## What you need to do
Every line of the material is to be quoted verbatim, minus the pictures.

## Data for this task
◇ ◇ ◇ ◇
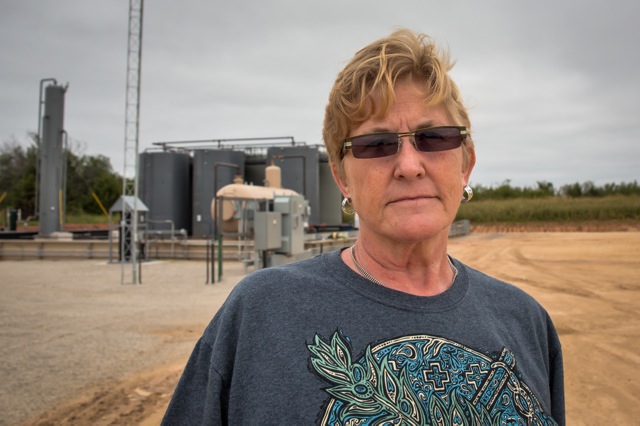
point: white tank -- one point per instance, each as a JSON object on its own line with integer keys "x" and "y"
{"x": 253, "y": 192}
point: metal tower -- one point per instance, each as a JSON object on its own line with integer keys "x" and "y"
{"x": 129, "y": 220}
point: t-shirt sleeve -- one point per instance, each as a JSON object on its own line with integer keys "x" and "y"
{"x": 556, "y": 382}
{"x": 199, "y": 396}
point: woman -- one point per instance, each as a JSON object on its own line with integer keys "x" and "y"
{"x": 391, "y": 330}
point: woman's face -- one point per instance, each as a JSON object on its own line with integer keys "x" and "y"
{"x": 410, "y": 196}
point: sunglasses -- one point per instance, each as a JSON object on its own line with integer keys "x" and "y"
{"x": 432, "y": 139}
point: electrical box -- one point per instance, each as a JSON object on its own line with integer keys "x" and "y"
{"x": 268, "y": 230}
{"x": 292, "y": 209}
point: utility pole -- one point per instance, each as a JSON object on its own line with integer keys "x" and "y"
{"x": 129, "y": 221}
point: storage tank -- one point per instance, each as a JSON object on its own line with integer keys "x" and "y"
{"x": 212, "y": 169}
{"x": 254, "y": 168}
{"x": 300, "y": 172}
{"x": 330, "y": 196}
{"x": 165, "y": 188}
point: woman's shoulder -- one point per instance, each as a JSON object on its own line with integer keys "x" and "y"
{"x": 499, "y": 292}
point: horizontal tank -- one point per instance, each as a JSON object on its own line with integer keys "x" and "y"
{"x": 300, "y": 173}
{"x": 212, "y": 169}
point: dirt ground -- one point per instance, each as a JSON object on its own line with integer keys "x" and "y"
{"x": 78, "y": 347}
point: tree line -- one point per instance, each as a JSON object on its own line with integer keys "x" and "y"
{"x": 85, "y": 175}
{"x": 545, "y": 189}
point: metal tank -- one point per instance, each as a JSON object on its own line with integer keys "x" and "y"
{"x": 165, "y": 188}
{"x": 330, "y": 213}
{"x": 300, "y": 173}
{"x": 212, "y": 169}
{"x": 52, "y": 162}
{"x": 254, "y": 169}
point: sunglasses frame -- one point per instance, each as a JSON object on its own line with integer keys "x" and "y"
{"x": 347, "y": 143}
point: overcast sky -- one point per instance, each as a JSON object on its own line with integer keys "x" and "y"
{"x": 553, "y": 86}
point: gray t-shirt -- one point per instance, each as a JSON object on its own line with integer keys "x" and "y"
{"x": 315, "y": 343}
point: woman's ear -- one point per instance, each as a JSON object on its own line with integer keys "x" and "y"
{"x": 466, "y": 172}
{"x": 339, "y": 176}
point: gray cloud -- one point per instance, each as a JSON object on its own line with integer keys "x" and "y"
{"x": 552, "y": 86}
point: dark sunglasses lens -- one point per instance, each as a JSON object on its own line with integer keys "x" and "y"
{"x": 374, "y": 146}
{"x": 440, "y": 139}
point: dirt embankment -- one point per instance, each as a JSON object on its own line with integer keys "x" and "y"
{"x": 80, "y": 348}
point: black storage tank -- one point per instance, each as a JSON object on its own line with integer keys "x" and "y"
{"x": 212, "y": 169}
{"x": 165, "y": 188}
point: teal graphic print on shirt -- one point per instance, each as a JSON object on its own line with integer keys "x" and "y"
{"x": 421, "y": 380}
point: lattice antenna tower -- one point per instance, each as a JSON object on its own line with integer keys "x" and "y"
{"x": 129, "y": 222}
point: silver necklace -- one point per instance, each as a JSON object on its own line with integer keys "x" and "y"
{"x": 368, "y": 276}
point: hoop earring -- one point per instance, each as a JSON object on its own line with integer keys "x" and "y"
{"x": 467, "y": 195}
{"x": 347, "y": 207}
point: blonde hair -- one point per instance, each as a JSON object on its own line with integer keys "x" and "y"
{"x": 364, "y": 88}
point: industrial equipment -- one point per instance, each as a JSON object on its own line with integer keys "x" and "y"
{"x": 267, "y": 221}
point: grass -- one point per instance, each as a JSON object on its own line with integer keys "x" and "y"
{"x": 552, "y": 209}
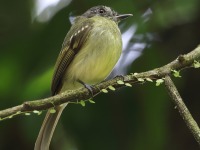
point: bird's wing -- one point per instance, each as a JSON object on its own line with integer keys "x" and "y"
{"x": 73, "y": 42}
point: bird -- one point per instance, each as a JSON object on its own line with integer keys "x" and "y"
{"x": 89, "y": 53}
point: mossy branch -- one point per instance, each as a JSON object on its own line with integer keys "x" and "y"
{"x": 182, "y": 62}
{"x": 183, "y": 110}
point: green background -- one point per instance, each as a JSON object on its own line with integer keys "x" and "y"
{"x": 138, "y": 118}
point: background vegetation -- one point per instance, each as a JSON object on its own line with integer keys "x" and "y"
{"x": 137, "y": 118}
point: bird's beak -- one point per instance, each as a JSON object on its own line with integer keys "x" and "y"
{"x": 123, "y": 16}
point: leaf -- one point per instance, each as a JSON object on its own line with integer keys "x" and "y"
{"x": 82, "y": 102}
{"x": 111, "y": 87}
{"x": 140, "y": 79}
{"x": 176, "y": 73}
{"x": 149, "y": 79}
{"x": 159, "y": 82}
{"x": 104, "y": 91}
{"x": 128, "y": 84}
{"x": 120, "y": 82}
{"x": 52, "y": 111}
{"x": 196, "y": 64}
{"x": 91, "y": 101}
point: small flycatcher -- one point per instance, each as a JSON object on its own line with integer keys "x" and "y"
{"x": 89, "y": 52}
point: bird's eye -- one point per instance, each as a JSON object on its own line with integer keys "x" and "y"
{"x": 101, "y": 11}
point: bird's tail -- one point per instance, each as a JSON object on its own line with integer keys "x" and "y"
{"x": 47, "y": 129}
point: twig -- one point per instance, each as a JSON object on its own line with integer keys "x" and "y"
{"x": 182, "y": 62}
{"x": 183, "y": 110}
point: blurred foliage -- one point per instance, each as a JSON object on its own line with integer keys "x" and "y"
{"x": 137, "y": 118}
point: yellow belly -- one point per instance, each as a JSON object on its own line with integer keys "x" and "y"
{"x": 95, "y": 61}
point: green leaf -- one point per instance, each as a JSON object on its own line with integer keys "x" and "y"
{"x": 135, "y": 74}
{"x": 111, "y": 87}
{"x": 176, "y": 73}
{"x": 91, "y": 101}
{"x": 36, "y": 111}
{"x": 148, "y": 79}
{"x": 27, "y": 114}
{"x": 159, "y": 82}
{"x": 52, "y": 110}
{"x": 120, "y": 82}
{"x": 140, "y": 79}
{"x": 82, "y": 102}
{"x": 104, "y": 91}
{"x": 128, "y": 84}
{"x": 196, "y": 64}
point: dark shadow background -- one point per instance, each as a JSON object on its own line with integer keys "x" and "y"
{"x": 138, "y": 118}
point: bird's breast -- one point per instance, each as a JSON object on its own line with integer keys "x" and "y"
{"x": 97, "y": 58}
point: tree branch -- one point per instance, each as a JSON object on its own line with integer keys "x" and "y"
{"x": 183, "y": 110}
{"x": 183, "y": 61}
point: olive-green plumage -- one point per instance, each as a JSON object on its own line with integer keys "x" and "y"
{"x": 89, "y": 52}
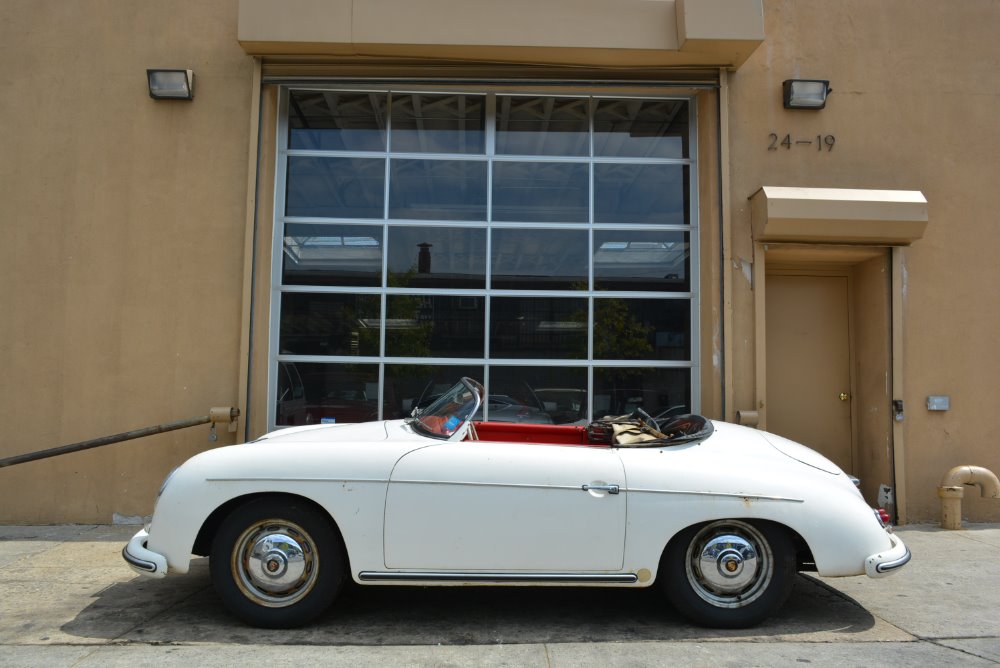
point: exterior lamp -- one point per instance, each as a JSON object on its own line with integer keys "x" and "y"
◇ ◇ ◇ ◇
## Written reply
point: white tank -- one point per instance, each as a JSON object on its own line with integer keys "x" and "y"
{"x": 253, "y": 192}
point: metal tower -- one point per instance, each as a JSON object on its own line with integer keys "x" and "y"
{"x": 129, "y": 220}
point: t-shirt sleeve -- one point per instance, each as a JSON object on its own line with integer keys "x" and "y"
{"x": 556, "y": 382}
{"x": 199, "y": 396}
point: woman -- one point per instance, each as a JSON object on its own line with integer keys "x" and "y"
{"x": 391, "y": 330}
point: woman's face -- one point per instance, each as a JSON object on its own line with integer keys "x" and "y"
{"x": 410, "y": 196}
point: sunglasses -- one point per instance, each as a JSON object on its own line with integer keys "x" and "y"
{"x": 432, "y": 139}
point: electrical box -- one point per instance, each as a JSON object on its own line with integer keys "x" and "y"
{"x": 268, "y": 230}
{"x": 292, "y": 209}
point: utility pole -- one point per instance, each as a JSON object on its own line with integer keys "x" and "y"
{"x": 129, "y": 221}
point: storage tank -- one point per instance, each as a JSON object on its own line with integer keys "x" and "y"
{"x": 212, "y": 169}
{"x": 254, "y": 168}
{"x": 300, "y": 172}
{"x": 330, "y": 196}
{"x": 165, "y": 188}
point: woman's shoulder -- one point per instance, each as a JSON object on its own line with integer keys "x" and "y"
{"x": 499, "y": 292}
point: horizontal tank -- one point per instance, each as a JSON object on its own line with integer keys "x" and "y"
{"x": 300, "y": 173}
{"x": 212, "y": 169}
point: dirt ground -- one point per instance, each as a JSON object on its own line with integer keys "x" and "y"
{"x": 78, "y": 347}
point: tree line -- one point per instance, each as a JSON object on its own line with integer keys "x" and "y"
{"x": 85, "y": 175}
{"x": 545, "y": 189}
point: metal tank -- one point per instance, each as a JSON object on its own line with integer keys "x" and "y"
{"x": 165, "y": 188}
{"x": 330, "y": 213}
{"x": 300, "y": 173}
{"x": 212, "y": 169}
{"x": 52, "y": 162}
{"x": 254, "y": 169}
point: sunglasses frame -- one point per instance, each as a JSON object on its own line with integer keys "x" and "y"
{"x": 347, "y": 143}
point: overcast sky -- one point per instance, each as a JSON object on its own line with integer keys "x" and "y"
{"x": 553, "y": 86}
point: gray t-shirt -- one point per instance, each as a JSON object on its own line with integer keys "x" and "y"
{"x": 315, "y": 343}
point: woman's ear -- one point per instance, each as a JSON object on its own line with integer keys "x" and "y"
{"x": 466, "y": 172}
{"x": 339, "y": 176}
point: gray cloud -- one point per instance, each as a JSON object on its own line with integer keys "x" and "y"
{"x": 552, "y": 86}
point: dark sunglasses lens -- one point per instance, each as a JSON object on its own line with integer keys "x" and "y"
{"x": 374, "y": 146}
{"x": 440, "y": 139}
point: dirt embankment -- one point per instance, each as a JSON object on its own line with integer keys "x" and "y"
{"x": 80, "y": 348}
point: black storage tank -- one point per instance, each as a JSON object on its own line with integer keys "x" and "y"
{"x": 212, "y": 169}
{"x": 165, "y": 188}
point: teal graphic print on shirt -- one point per instance, each as a JSON object on its own line with integer keys "x" and "y"
{"x": 421, "y": 380}
point: lattice antenna tower -- one point per instance, each as a JSON object on its own line with integer keys "x" and "y"
{"x": 129, "y": 222}
point: silver necklace -- one point per instance, each as a JSON object on its own line with integer keys "x" and "y"
{"x": 368, "y": 276}
point: hoop earring -- one point per instance, each as a JSON object on its own line with integer keys "x" and "y"
{"x": 467, "y": 195}
{"x": 347, "y": 207}
point: blonde hair -- one point per instance, each as a JSON object on its own line with integer keys "x" and "y"
{"x": 364, "y": 88}
point: industrial equipment -- one point per instance, each as a JSON object on its own line with integer keys "x" and "y"
{"x": 267, "y": 221}
point: grass -- one point per instance, each as a JSON object on its own line with integer keys "x" and "y"
{"x": 552, "y": 209}
point: bird's wing -- one point per instance, each as a JSON object on its own line with integer keys "x" and "y"
{"x": 73, "y": 42}
point: bird -- one point per instance, each as a JSON object on its own line with integer keys "x" and "y"
{"x": 89, "y": 53}
point: mossy branch -- one point per instance, each as a JSON object on its own line with integer keys "x" and "y"
{"x": 182, "y": 62}
{"x": 183, "y": 110}
point: green background -- one point per instance, each as a JSON object on its own line with integer keys "x" and "y"
{"x": 138, "y": 118}
point: background vegetation -- one point per instance, each as a JSON object on its own line with integer keys "x" and "y"
{"x": 137, "y": 118}
point: bird's beak -- one point per instance, each as a JSON object on its own line with integer keys "x" and "y"
{"x": 123, "y": 16}
point: leaf -- one point per instance, each as a JSON object on its own line with integer keys "x" and "y"
{"x": 82, "y": 102}
{"x": 111, "y": 87}
{"x": 140, "y": 79}
{"x": 176, "y": 73}
{"x": 149, "y": 79}
{"x": 159, "y": 82}
{"x": 104, "y": 91}
{"x": 128, "y": 84}
{"x": 120, "y": 82}
{"x": 52, "y": 111}
{"x": 196, "y": 64}
{"x": 91, "y": 101}
point: small flycatcher -- one point per instance, each as a JSON object on its own line with integer keys "x" and "y"
{"x": 89, "y": 52}
point: bird's eye -- one point per instance, each as a JSON object on its own line with integer keys "x" and "y"
{"x": 101, "y": 11}
point: bird's tail -- one point per instance, each as a JSON object on its own line with integer keys "x" and "y"
{"x": 47, "y": 129}
point: twig -- one point per instance, each as a JSON object on its own line with integer keys "x" and "y"
{"x": 182, "y": 62}
{"x": 183, "y": 110}
point: blurred foliage -- one point per instance, each as a JSON object on its own line with integer keys "x" and "y"
{"x": 137, "y": 118}
point: yellow belly -- one point per instance, each as a JSON object on its own line with integer keys "x" and "y"
{"x": 95, "y": 61}
point: green leaf -- one point per instance, each as a JSON object on its own line with integer keys "x" and "y"
{"x": 135, "y": 74}
{"x": 111, "y": 87}
{"x": 176, "y": 73}
{"x": 91, "y": 101}
{"x": 36, "y": 111}
{"x": 148, "y": 79}
{"x": 27, "y": 114}
{"x": 159, "y": 82}
{"x": 52, "y": 110}
{"x": 120, "y": 82}
{"x": 140, "y": 79}
{"x": 82, "y": 102}
{"x": 104, "y": 91}
{"x": 128, "y": 84}
{"x": 196, "y": 64}
point: dark shadow background -- one point per instance, each as a JSON object on its own line with integer keys "x" and "y"
{"x": 138, "y": 118}
point: bird's breast -- one point per instance, each as a JSON object on its own line with integer keys "x" and "y"
{"x": 97, "y": 58}
point: tree branch -- one point per instance, each as a JSON object on its own line with integer keys "x" and "y"
{"x": 183, "y": 110}
{"x": 183, "y": 61}
point: olive-green plumage -- one point per instance, each as a JSON object on its own line with integer keys "x" and "y"
{"x": 89, "y": 52}
point: exterior lamp -- one point per instance, each as a JSON object on its own line with integer keys "x" and "y"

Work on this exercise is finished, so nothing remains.